[Start of section]
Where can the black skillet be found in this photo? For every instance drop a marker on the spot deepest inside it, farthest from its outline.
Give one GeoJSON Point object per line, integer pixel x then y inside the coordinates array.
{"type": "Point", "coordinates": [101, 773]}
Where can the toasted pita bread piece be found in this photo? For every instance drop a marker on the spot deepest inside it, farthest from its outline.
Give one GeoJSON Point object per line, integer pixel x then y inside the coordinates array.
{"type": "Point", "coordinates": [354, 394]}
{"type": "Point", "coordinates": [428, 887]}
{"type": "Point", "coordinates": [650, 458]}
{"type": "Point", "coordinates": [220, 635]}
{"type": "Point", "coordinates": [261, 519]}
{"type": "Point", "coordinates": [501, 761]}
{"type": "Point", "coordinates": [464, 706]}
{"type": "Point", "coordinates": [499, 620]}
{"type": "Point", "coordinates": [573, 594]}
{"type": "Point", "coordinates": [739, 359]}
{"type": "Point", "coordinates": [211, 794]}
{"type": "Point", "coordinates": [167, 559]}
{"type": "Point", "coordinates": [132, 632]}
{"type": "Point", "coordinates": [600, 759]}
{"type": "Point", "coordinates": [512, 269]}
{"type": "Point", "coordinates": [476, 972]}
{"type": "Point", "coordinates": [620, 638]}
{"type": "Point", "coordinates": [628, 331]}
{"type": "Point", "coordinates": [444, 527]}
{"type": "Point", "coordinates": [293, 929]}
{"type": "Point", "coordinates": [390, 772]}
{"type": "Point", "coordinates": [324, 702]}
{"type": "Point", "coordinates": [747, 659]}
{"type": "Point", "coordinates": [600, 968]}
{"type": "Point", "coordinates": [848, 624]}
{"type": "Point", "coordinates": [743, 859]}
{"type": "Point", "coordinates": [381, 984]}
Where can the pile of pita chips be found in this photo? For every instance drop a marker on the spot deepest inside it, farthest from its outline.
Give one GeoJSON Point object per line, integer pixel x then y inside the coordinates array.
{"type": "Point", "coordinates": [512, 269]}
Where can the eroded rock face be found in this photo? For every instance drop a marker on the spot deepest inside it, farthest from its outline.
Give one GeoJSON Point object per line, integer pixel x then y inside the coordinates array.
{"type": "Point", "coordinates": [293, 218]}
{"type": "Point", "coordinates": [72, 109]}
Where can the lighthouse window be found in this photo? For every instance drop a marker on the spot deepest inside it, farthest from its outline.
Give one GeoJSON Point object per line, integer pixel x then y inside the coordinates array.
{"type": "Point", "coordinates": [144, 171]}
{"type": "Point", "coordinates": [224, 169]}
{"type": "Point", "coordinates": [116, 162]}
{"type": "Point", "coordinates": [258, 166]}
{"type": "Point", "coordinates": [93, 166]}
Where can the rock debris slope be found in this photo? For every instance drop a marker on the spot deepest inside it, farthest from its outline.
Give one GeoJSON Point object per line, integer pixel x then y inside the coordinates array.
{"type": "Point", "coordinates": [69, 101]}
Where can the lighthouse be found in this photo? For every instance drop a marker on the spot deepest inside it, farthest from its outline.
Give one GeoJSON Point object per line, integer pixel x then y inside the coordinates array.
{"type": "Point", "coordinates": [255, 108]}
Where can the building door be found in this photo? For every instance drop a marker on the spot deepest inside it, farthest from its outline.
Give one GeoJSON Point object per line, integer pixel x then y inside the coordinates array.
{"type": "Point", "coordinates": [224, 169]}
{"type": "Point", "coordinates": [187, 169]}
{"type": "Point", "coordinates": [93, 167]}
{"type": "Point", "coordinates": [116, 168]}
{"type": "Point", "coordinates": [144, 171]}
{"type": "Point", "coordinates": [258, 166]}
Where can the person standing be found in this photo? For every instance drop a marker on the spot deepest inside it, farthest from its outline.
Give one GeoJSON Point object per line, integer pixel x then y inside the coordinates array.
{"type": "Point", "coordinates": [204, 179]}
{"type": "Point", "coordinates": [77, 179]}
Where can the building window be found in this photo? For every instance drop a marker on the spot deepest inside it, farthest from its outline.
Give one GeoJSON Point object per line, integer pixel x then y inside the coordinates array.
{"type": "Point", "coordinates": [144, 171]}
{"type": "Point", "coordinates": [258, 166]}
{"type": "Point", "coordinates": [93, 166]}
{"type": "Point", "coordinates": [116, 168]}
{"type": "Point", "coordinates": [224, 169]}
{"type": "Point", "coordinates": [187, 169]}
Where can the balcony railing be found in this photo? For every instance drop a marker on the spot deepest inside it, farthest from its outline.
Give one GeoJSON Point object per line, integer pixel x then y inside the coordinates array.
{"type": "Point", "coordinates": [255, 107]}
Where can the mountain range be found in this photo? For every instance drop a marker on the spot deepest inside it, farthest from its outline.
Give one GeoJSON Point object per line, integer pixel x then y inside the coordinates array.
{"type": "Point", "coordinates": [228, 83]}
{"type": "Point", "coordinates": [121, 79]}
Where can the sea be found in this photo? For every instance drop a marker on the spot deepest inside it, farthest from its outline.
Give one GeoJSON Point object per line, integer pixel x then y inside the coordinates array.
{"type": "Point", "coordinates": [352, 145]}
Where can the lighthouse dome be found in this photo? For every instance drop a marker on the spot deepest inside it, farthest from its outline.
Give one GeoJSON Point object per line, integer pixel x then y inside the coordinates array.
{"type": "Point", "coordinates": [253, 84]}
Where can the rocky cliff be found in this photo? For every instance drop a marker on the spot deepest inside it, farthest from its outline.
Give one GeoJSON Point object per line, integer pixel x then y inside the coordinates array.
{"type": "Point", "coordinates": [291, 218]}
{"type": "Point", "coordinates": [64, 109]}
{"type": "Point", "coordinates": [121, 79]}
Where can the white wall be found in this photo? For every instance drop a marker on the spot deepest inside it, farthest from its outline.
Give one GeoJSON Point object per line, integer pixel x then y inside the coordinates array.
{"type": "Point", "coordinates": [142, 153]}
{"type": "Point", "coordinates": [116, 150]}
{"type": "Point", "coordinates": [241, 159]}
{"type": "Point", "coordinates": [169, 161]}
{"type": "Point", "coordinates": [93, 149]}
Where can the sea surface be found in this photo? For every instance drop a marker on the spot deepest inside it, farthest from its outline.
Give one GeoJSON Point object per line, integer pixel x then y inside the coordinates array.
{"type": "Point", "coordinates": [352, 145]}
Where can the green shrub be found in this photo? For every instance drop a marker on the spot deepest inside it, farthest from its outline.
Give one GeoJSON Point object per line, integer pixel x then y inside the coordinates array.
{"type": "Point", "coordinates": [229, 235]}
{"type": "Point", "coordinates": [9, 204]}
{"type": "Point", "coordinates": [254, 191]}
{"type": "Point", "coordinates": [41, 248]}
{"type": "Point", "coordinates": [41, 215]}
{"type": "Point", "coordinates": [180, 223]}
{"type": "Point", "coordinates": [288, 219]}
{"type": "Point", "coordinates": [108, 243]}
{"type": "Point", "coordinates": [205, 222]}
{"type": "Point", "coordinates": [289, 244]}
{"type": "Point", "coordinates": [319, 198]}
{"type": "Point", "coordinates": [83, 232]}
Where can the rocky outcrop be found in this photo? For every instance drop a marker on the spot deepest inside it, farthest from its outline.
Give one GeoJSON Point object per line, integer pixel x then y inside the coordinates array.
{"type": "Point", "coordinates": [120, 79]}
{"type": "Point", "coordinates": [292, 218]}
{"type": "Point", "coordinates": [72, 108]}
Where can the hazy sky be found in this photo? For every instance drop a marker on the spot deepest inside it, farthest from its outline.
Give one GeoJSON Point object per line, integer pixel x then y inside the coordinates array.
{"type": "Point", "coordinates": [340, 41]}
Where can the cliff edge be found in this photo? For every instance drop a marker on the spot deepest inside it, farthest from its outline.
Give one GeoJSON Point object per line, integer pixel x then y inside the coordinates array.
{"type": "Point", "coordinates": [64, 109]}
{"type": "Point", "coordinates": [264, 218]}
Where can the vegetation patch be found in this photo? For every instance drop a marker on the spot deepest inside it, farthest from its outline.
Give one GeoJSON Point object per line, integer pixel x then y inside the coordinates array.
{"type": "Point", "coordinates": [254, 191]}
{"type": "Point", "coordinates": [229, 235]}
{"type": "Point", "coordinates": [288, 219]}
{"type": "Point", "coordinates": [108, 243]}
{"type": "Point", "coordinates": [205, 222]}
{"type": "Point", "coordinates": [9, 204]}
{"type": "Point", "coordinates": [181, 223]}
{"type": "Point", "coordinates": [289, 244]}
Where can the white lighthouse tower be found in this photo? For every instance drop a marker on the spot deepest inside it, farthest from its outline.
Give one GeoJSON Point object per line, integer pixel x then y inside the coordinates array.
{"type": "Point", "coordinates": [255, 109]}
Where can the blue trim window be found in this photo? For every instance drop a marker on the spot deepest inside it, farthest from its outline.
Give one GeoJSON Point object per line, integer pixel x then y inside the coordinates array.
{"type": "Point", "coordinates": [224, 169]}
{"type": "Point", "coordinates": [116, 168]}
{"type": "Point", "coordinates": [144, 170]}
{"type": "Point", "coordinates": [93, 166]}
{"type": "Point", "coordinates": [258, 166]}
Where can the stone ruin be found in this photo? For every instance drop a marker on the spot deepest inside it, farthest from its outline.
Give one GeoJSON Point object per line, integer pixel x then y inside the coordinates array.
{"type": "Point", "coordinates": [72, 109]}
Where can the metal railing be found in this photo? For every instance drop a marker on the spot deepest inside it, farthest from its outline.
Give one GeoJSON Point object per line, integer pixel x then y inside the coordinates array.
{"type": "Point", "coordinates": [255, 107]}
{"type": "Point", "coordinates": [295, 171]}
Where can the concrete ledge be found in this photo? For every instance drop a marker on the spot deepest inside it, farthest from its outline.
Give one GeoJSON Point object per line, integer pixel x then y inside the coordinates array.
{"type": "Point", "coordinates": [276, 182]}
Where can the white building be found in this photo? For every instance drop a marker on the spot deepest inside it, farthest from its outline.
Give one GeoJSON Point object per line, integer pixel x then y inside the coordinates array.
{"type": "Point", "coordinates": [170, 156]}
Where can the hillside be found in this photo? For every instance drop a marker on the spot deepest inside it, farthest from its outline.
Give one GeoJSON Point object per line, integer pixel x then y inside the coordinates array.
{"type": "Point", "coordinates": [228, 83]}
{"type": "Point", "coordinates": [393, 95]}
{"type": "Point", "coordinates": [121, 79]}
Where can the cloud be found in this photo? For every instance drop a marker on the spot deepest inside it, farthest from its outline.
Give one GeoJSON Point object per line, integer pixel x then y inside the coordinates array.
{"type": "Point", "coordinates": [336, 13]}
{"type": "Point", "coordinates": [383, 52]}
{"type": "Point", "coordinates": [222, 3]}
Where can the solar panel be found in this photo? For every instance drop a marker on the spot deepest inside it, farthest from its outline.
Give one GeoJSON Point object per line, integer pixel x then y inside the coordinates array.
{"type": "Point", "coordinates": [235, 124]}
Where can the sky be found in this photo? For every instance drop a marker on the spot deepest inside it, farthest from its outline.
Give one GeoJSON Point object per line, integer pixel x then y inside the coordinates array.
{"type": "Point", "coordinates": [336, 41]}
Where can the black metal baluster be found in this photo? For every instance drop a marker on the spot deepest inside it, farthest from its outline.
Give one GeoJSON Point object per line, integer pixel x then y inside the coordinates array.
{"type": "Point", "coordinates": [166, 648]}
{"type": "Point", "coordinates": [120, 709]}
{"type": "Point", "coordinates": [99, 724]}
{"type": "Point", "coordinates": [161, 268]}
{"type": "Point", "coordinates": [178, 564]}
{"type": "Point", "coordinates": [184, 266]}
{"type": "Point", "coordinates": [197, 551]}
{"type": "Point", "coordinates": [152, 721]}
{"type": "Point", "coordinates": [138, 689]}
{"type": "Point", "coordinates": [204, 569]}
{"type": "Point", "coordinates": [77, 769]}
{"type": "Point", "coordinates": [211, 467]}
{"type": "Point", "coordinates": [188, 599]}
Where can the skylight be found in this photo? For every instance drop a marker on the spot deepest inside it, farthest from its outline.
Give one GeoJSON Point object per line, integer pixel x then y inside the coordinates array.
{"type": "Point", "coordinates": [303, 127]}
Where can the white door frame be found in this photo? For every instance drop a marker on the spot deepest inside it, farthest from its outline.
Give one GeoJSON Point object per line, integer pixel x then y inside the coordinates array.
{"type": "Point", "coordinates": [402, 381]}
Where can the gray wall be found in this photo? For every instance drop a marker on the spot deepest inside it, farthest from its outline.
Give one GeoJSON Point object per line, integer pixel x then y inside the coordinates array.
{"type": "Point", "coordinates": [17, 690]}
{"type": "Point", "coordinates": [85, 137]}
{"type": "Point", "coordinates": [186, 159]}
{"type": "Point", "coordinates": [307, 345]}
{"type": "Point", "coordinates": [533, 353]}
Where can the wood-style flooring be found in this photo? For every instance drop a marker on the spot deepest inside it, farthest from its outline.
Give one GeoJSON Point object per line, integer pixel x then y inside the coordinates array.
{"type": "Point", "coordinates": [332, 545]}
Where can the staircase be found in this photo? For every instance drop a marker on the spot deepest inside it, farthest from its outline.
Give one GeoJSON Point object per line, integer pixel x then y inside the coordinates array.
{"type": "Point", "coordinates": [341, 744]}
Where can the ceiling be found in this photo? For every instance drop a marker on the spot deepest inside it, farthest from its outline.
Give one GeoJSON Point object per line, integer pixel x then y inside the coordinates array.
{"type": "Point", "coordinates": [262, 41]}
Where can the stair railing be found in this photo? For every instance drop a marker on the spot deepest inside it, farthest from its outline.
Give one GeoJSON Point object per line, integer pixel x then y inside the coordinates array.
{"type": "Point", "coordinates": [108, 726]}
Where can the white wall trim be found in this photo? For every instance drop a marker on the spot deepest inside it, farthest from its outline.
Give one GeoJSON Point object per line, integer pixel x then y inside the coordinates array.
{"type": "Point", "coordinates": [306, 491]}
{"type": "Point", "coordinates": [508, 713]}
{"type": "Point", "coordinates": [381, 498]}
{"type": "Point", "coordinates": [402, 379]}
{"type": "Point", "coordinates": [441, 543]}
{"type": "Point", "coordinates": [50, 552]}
[End of section]
• _The problem_:
Using the records given above, list every line that includes the word "pita".

• _Answer for this exercise_:
Where can the toasted pita bread piece be found in this photo? For every instance drop a marker on the spot deepest inside it, farthest from its outline.
Where can the pile of pita chips be found in this photo? For every instance drop a marker on the spot deepest inside it, farthest from its outline.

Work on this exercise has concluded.